▶ **Given text**:
----

Britain found itself in the middle of a recession, following the Covid-19 pandemic of 2020. Amid numerous business closures, the latest announcement came from Natwest Bank, which on 12 August reported it will cut 500 jobs to cut costs.
A City analyst told Sputnik that although the GDP number has been unprecedented in the recent history of UK, having sunk 20.4 percent in Q2 of 2020 - the major factor was the complete shutdown of the economy in March and April.
Since April, the services sector (June), the hospitality sector (July) and the “eat out to help out” move (August) have kicked off which would have a positive impact on the economy, he explained.
In regards to government plan - going forward - fiscal support is anticipated in autumn, and the Bank of England is expected to proceed with further Quantitative Easing (QE).
“This means, interest rates will fall lower and risky assets such as stock will be supported. In this way, borrowing will become cheaper and people will be pushed into spending as the depository rates are extremely low for saving. Furthermore, there are talks about the central bank cutting interest rates further Q1 2021 by 0.1% bringing the official rate to 0%,” the expert said.

----

▶ **Data section**:

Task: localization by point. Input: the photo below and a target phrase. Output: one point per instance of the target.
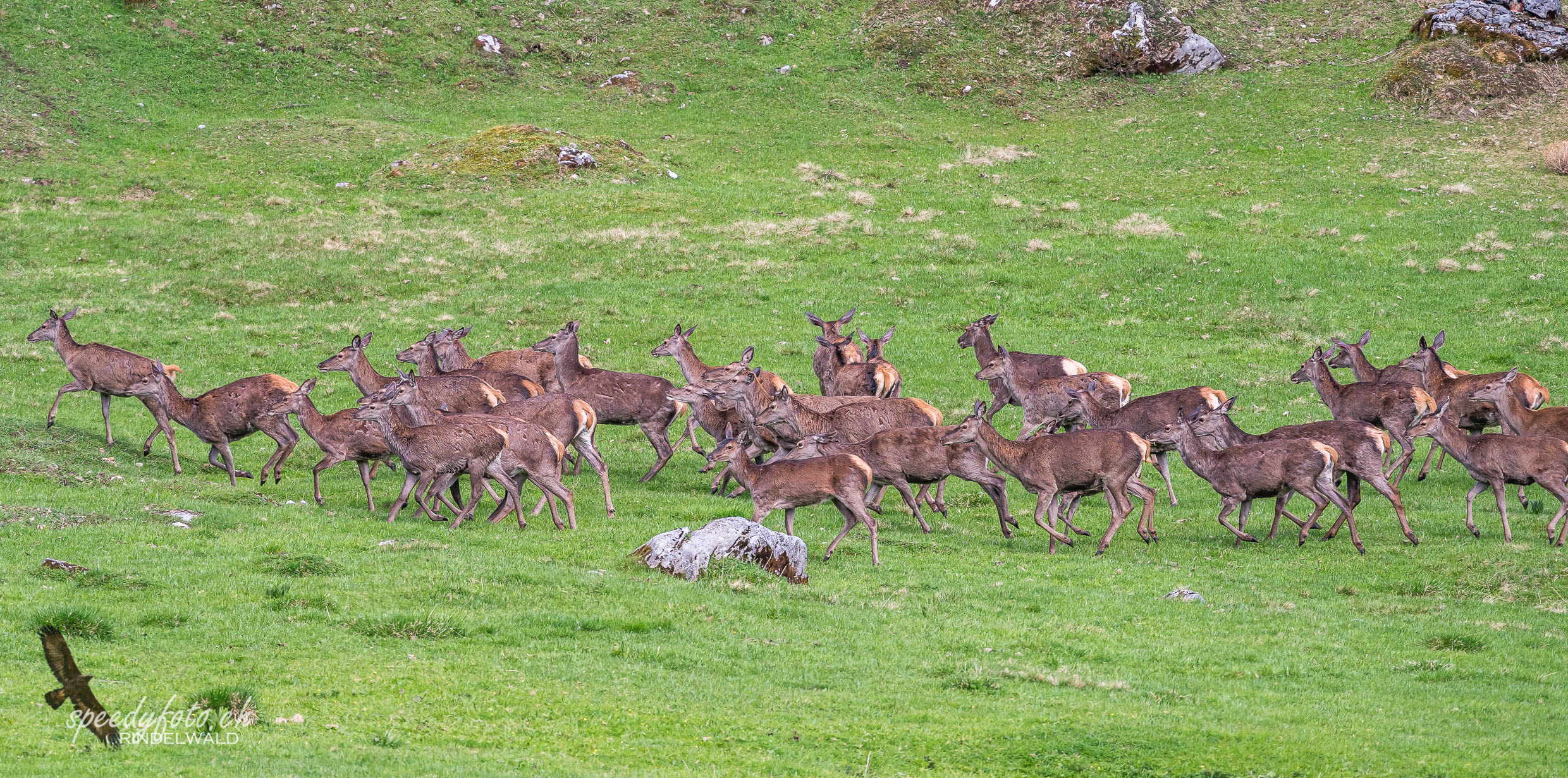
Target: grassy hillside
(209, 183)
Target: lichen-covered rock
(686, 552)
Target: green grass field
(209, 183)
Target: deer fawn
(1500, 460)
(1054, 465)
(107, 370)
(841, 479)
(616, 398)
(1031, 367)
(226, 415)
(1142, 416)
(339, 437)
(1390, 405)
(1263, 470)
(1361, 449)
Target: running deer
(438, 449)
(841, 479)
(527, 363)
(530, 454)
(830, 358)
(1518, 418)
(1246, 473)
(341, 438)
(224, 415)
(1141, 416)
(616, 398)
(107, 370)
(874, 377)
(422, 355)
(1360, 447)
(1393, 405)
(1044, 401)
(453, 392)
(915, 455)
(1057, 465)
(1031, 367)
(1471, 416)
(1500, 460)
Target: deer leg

----

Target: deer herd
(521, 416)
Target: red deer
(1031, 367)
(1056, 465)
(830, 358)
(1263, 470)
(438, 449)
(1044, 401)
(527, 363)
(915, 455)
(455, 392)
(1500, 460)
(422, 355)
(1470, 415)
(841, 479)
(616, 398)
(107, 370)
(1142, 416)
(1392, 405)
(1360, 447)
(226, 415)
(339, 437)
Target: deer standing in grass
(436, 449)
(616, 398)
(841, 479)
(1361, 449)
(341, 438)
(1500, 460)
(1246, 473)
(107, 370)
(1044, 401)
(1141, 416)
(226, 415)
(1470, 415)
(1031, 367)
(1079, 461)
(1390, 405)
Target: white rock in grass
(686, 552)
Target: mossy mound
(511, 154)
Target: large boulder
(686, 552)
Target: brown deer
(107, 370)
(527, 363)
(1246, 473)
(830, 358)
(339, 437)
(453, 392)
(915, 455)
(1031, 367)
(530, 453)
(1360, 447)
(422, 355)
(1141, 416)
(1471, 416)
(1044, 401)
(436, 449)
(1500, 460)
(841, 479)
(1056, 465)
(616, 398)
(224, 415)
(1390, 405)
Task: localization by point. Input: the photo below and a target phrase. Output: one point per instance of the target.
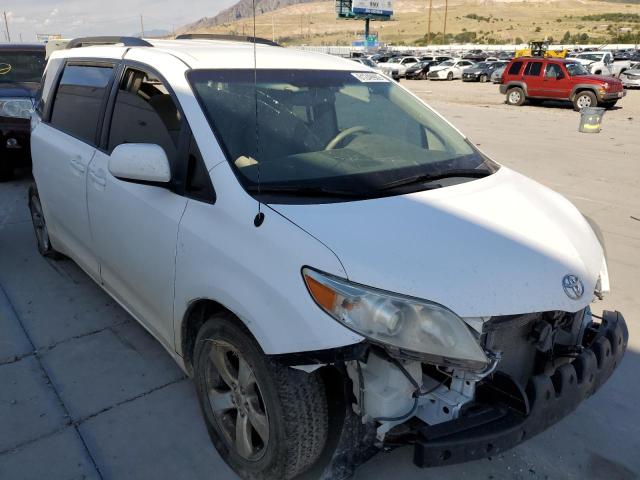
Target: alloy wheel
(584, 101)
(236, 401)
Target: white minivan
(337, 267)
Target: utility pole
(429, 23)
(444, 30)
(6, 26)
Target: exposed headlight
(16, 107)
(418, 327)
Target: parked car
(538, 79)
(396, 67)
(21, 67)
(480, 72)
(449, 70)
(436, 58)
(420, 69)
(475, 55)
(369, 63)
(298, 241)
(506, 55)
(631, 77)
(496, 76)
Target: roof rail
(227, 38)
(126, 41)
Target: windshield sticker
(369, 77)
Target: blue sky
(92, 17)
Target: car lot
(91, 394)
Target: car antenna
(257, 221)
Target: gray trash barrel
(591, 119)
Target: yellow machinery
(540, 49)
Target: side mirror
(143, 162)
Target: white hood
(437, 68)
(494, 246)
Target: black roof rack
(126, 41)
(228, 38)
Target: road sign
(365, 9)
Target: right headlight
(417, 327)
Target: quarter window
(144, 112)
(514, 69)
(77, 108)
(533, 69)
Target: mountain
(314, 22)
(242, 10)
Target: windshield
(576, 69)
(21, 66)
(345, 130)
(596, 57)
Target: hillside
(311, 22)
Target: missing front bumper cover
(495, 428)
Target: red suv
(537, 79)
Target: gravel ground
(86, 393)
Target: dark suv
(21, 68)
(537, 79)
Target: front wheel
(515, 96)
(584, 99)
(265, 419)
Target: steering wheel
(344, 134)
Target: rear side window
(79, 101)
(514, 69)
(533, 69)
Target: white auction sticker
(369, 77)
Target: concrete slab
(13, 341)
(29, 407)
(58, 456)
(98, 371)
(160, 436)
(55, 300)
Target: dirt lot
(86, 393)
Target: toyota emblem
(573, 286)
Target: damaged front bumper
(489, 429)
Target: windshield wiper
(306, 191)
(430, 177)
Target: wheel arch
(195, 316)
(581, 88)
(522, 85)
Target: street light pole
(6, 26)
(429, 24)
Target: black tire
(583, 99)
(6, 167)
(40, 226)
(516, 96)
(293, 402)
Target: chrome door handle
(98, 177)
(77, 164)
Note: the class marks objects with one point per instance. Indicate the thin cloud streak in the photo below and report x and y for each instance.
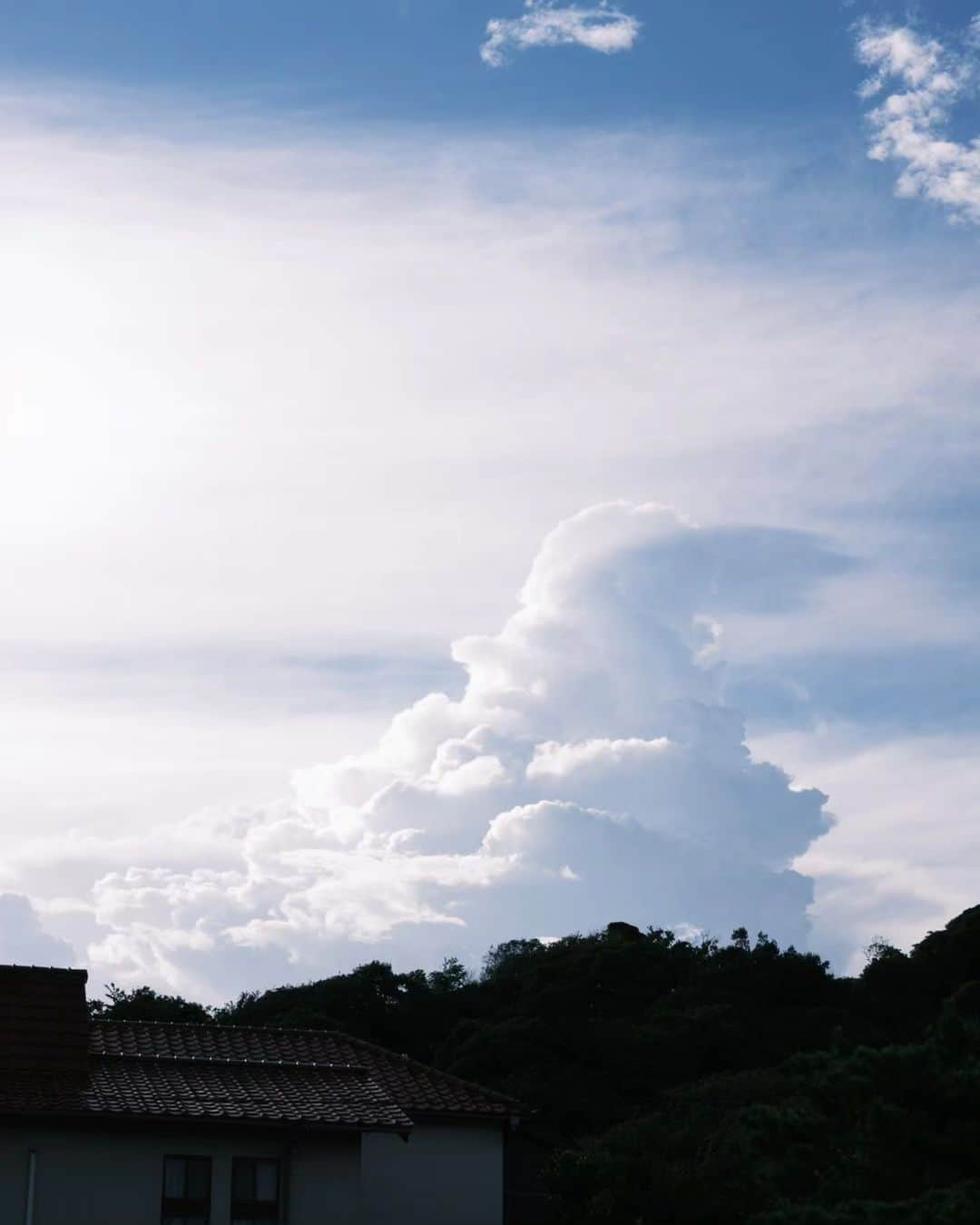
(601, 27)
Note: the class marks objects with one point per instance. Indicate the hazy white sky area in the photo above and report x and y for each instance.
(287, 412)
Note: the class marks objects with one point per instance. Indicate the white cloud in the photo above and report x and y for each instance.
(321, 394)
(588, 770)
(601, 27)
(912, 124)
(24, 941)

----

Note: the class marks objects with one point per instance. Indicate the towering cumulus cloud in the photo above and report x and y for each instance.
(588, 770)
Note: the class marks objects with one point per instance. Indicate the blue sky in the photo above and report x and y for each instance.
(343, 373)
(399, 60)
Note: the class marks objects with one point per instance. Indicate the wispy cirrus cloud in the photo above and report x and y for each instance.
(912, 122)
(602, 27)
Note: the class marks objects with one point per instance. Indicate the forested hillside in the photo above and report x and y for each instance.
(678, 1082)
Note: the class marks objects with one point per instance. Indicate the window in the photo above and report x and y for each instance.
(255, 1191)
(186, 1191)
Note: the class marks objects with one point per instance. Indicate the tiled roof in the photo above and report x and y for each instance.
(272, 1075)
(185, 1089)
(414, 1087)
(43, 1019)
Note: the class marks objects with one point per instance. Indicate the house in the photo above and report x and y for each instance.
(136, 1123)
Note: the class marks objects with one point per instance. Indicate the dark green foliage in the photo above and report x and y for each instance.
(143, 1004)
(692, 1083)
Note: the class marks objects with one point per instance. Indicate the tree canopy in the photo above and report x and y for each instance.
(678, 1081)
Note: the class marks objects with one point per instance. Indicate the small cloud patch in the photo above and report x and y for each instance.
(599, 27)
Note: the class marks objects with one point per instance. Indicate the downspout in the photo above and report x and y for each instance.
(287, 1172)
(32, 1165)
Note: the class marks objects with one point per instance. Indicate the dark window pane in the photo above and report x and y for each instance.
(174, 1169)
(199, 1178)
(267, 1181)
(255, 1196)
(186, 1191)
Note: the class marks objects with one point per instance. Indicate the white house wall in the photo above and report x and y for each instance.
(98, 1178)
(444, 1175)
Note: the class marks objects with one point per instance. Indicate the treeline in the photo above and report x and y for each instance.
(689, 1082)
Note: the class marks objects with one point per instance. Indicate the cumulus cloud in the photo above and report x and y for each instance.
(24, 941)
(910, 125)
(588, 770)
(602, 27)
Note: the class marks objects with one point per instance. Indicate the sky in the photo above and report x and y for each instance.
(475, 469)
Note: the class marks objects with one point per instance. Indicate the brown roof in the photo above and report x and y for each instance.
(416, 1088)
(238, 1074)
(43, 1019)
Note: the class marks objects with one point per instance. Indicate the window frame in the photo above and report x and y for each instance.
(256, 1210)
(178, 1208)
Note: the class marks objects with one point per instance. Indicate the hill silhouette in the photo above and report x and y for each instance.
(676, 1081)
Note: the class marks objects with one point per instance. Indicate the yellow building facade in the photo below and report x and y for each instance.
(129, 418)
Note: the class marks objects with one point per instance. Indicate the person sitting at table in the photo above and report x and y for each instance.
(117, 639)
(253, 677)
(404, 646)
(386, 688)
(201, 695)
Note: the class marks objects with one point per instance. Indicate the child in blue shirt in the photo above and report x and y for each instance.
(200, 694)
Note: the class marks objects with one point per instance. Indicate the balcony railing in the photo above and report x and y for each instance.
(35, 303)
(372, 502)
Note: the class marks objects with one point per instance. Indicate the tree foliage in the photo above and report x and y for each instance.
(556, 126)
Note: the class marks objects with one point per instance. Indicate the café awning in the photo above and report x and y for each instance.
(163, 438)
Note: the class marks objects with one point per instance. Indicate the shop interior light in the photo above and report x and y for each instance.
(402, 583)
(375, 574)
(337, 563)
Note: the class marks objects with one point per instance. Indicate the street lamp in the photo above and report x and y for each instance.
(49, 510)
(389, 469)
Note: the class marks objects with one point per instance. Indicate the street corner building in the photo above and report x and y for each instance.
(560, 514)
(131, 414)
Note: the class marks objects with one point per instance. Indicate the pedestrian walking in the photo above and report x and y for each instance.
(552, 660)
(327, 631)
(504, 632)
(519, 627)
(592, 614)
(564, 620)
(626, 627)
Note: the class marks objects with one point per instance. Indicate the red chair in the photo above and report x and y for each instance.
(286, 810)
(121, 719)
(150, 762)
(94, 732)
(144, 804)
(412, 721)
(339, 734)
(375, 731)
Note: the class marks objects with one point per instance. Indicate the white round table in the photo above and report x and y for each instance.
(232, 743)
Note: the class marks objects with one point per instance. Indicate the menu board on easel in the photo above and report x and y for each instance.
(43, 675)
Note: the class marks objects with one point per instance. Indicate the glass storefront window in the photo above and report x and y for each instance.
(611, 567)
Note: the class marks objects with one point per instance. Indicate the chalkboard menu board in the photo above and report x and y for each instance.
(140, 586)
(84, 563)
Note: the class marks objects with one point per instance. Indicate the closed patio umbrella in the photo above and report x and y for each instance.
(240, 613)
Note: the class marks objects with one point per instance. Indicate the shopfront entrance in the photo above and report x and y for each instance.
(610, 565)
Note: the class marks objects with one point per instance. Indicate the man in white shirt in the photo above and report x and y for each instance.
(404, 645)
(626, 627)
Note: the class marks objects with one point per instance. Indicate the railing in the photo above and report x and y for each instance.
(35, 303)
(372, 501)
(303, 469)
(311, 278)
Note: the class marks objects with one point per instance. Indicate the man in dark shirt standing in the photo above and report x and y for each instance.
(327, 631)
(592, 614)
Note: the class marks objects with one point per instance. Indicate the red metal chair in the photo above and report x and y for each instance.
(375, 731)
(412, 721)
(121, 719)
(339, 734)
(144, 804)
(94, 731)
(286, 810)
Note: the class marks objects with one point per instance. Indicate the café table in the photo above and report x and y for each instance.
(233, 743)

----

▶ **Exercise set**:
1. Decide whether each statement below agrees with the article on Britain's recession, answering yes or no and quoting the exact words of the article that settle it: (a) NatWest announced it would cut 500 jobs; (b) UK GDP fell 20.4 percent in the first quarter of 2020; (c) the Bank of England is expected to carry out further Quantitative Easing.
2. Go on with the article on Britain's recession, starting after its final sentence.
Nothing in the rows is needed here.

▶ **Answers below**:
1.
(a) Yes: "reported it will cut 500 jobs to cut costs"
(b) No: "having sunk 20.4 percent in Q2 of 2020"
(c) Yes: "the Bank of England is expected to proceed with further Quantitative Easing (QE)"

2.
The UK has been hit hard by the coronavirus pandemic, with the highest death toll in Europe registered in Britain, mounting to 46,611 deaths. As a result of businesses shutting down during the lockdown, "hundreds of thousands of people have already lost their jobs,” as per the UK Chancellor of the Exchequer Rishi Sunak.
“…and sadly many more will," Sunak added.
“Overall the economy will pick up gradually however on a year-on-year basis, we do expect a decrease in growth going forward. If UK experiences another virus outbreak, given Brexit looming and the fragile economy, there are low probabilities for a complete shut down again,” the City analyst told Sputnik, signalling hope for growth in the UK economic development.